----- Excerto do texto -----
Numa reviravolta inesperada na luta contra o cancro, humildes bactérias de cozinha e uma planta mais conhecida por adoçar chá podem, um dia, ajudar a tratar uma das doenças mais mortais da humanidade, sugere uma nova investigação.

Um grupo de cientistas no Japão descobriu que a stevia fermentada, uma planta comumente usada como adoçante sem calorias, pode ter propriedades anticancerígenas intrigantes . Embora estas descobertas sejam iniciais e necessitem de mais estudos, sugerem um possível papel da stevia no combate ao cancro do pâncreas.

O cancro de pâncreas continua a ser um dos mais difíceis de tratar. Os sintomas geralmente só aparecem depois de a doença se espalhar, e terapias convencionais como a quimioterapia raramente resultam em cura. A perspectiva é sombria: menos de 10% dos pacientes sobrevivem cinco anos após o diagnóstico.

Esta necessidade urgente de tratamentos mais eficazes e menos tóxicos levou investigadores a explorar compostos à base de plantas. Muitos medicamentos quimioterápicos já utilizados têm origem botânica - incluindo o paclitaxel, derivado da casca do teixo-do-pacífico, e a vincristina, proveniente da pervinca-de-Madagáscar - oferecendo um caminho comprovado para a descoberta de novos agentes de combate ao cancro.
-----
Tarefas a realizar:
(a) Segundo o texto sobre a stevia, que percentagem dos pacientes com cancro do pâncreas sobrevive cinco anos após o diagnóstico?
(b) Resuma em duas frases o texto sobre a stevia e o cancro do pâncreas.
(c) Prossiga o texto sobre a stevia e o cancro do pâncreas a partir da última frase apresentada.
----- Dados fornecidos -----
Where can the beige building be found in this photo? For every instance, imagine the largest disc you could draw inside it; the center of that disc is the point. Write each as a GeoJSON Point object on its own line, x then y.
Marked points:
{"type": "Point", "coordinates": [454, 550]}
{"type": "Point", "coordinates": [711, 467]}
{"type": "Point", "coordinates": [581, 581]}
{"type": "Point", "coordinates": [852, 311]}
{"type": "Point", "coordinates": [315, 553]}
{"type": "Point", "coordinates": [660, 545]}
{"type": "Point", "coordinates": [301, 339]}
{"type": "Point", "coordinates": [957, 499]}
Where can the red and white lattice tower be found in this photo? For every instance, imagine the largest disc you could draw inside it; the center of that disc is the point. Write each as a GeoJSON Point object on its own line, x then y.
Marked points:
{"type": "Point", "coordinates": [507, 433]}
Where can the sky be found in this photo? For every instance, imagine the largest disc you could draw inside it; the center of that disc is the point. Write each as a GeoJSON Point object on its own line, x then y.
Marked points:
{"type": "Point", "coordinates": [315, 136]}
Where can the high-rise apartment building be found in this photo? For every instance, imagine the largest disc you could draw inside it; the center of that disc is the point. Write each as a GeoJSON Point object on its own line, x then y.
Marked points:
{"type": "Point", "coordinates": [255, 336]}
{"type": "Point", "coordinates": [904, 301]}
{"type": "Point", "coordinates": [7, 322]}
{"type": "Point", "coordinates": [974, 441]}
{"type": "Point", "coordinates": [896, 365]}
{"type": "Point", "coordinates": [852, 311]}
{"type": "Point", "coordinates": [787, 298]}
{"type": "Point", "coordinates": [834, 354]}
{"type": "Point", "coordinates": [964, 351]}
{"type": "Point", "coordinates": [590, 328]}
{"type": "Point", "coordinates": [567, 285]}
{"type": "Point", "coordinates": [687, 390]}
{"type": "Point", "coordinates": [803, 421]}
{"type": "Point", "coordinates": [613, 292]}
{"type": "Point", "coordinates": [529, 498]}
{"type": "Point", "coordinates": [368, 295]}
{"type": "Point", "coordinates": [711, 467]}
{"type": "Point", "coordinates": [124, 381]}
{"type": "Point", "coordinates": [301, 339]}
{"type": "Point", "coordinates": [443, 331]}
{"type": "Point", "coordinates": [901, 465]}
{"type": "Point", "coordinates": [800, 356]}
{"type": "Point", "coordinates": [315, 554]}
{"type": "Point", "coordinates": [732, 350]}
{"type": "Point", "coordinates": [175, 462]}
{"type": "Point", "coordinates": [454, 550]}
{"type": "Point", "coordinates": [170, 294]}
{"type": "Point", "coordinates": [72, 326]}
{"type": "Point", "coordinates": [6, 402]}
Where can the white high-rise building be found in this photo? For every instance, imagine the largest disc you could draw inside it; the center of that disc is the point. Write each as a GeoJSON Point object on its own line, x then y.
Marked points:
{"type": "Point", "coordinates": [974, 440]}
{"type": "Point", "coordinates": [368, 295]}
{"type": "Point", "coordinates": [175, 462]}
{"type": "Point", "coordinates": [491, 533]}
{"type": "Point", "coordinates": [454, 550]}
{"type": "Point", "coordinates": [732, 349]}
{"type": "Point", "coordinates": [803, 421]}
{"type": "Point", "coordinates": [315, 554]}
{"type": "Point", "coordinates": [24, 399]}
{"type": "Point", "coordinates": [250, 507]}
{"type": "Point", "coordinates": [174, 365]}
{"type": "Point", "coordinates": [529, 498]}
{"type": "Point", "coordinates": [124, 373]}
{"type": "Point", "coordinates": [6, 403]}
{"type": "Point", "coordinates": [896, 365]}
-----
Respostas por tarefa:
(a) Menos de 10% dos pacientes.

(b) Cientistas no Japão descobriram que a stevia fermentada, uma planta usada como adoçante sem calorias, pode ter propriedades anticancerígenas e um possível papel no combate ao cancro do pâncreas, embora as descobertas sejam iniciais. Este cancro é um dos mais difíceis de tratar, com menos de 10% dos pacientes a sobreviver cinco anos, o que levou investigadores a explorar compostos à base de plantas, tal como já sucede com quimioterápicos como o paclitaxel e a vincristina.

(c)
A stevia, uma planta folhosa nativa da América do Sul, é amplamente conhecida pela sua doçura natural. É uma presença comum nas prateleiras dos supermercados, mas poucos a consideram uma planta medicinal.

As folhas de stevia são ricas em compostos bioativos, alguns dos quais demonstraram indícios de atividade anticancerígena e antioxidante em estudos anteriores. O desafio tem sido aproveitar esse potencial, visto que extratos de stevia não fermentados são apenas moderadamente eficazes em laboratório, frequentemente exigindo altas doses para afetar as células cancerígenas.

É aí que entra a fermentação. Conhecida por criar iogurte, kimchi e pão de fermentação natural, a fermentação é mais do que uma técnica culinária. É uma forma de alquimia microbiana que pode transformar compostos vegetais em novas moléculas bioativas.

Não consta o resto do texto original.